Guy Antony Halse G.halse at ru.ac.za
Fri Jan 25 14:33:39 UTC 2013


Hi

On Fri 2013-01-25 (15:19), Badru Ntege wrote:
>    How about we focus on just the acadmical infrastructure and if we want
>    to go the the BYOD (bring your own device) just offer this to one
>    device which will hopefully be the laptop or tablet device.

The BYOD is *part* of the academic infrastructure.

My wife is an academic; she teaches undergraduate students.  

As a deliberate decision, based on the availability of connectivity in
lecture venues, she actively encourages her students to bring their
wireless-enabled phone/tablet/laptop (photabtops?) to her lectures.  She
then uses the availability of such devices to her pedagogical advantage.

I, on the other hand, work in the service division tasked with providing
this infrastructure.  We're under tremendous pressure to increase our
wireless coverage, and to support as many student devices as we possibly
can.  And this pressure isn't coming from the students; it is coming from
the academic staff who, like my wife, have discovered that the BYOD
revolution has real advantages when it comes to presenting course material.

As of this year we now consider student photabtops such a critical part of
teaching and learning that we've incorporated the costs of providing student
connectivity into our tuition fees; we no longer levy any additional charges
for network or Internet access.  This decision was passed unanimously by our
Senate, and driven by the Registrar himself through our budget committees.

> [Material shown]
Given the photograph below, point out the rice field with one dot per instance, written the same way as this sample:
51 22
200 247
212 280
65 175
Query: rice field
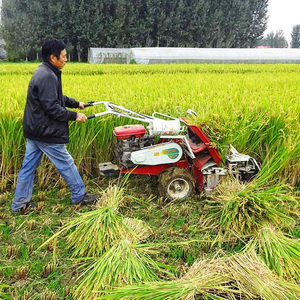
241 243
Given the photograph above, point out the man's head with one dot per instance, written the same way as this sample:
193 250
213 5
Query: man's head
54 51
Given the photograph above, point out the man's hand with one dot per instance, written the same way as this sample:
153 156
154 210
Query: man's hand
81 118
81 105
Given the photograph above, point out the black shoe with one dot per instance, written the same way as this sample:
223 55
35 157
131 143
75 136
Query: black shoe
26 208
88 200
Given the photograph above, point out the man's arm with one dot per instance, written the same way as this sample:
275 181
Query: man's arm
70 102
47 92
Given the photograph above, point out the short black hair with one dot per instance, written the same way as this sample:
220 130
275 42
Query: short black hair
52 46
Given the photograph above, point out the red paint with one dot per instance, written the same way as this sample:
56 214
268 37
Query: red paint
205 140
198 163
125 132
155 170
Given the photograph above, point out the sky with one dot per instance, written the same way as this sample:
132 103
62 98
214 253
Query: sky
283 14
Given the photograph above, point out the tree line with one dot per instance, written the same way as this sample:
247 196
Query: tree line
130 23
278 40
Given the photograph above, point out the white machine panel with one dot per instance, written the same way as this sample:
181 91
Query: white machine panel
157 155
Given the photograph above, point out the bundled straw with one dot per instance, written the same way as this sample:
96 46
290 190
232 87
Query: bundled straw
240 276
238 210
279 252
93 233
125 263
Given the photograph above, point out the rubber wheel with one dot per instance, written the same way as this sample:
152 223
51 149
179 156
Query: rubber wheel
176 183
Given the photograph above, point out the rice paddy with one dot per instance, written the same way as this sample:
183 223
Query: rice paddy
241 243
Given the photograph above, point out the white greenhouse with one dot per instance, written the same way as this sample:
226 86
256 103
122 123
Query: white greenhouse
109 55
213 55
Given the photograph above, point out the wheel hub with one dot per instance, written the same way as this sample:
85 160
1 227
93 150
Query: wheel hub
178 188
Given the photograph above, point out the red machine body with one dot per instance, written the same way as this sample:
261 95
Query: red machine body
125 132
199 143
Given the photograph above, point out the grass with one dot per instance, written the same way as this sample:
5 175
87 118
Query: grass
254 107
231 277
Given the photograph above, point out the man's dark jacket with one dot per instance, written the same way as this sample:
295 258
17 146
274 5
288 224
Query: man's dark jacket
46 117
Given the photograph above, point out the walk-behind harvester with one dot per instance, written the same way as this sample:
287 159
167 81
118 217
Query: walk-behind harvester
179 153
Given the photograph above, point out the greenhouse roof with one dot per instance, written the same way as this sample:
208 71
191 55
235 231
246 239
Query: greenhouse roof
214 55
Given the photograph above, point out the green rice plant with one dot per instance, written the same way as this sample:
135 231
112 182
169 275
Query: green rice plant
93 233
280 252
3 295
250 106
240 276
237 211
123 264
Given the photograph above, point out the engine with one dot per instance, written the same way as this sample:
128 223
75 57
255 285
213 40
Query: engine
130 138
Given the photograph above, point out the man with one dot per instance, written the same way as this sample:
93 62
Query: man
45 126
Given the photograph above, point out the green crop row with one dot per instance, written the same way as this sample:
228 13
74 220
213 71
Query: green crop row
251 106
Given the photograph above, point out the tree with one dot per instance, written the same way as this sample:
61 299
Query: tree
274 40
295 43
130 23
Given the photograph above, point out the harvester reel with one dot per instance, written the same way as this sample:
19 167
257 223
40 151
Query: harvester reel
176 183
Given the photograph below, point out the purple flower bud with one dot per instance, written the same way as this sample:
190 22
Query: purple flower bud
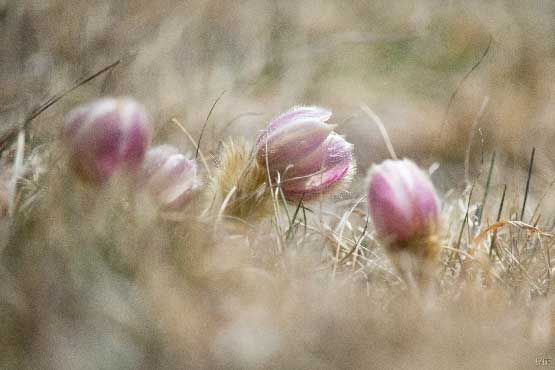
402 200
169 177
303 148
107 135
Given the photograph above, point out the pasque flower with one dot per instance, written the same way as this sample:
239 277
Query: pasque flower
404 208
402 201
304 150
107 135
169 176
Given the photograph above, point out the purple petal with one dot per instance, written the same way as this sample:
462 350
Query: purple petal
334 151
289 143
388 209
315 185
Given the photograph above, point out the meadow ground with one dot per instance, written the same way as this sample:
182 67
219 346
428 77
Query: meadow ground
98 279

> [What you need to do]
a - According to the email about BYOD on campus, what costs did the university fold into its tuition fees as of this year?
b - Pick up the email about BYOD on campus after its last sentence and keep writing it.

> [The replies]
a - The costs of providing student connectivity, so there are no longer any additional charges for network or Internet access.

b -
Using our own infrastructure allows us to offer access to course material to
student photabtops at no additional cost; forcing students to use the
cellular networks would add cost.  This is an important consideration given
South African higher education's current (governmental) mandate to reduce the
number of "hidden" costs in attending a university.

So I think Andrew & Sunday are focusing on the academic infrastructure here. 
>From our perspective every phone, tablet, or laptop on our campus is a
potential teaching tool.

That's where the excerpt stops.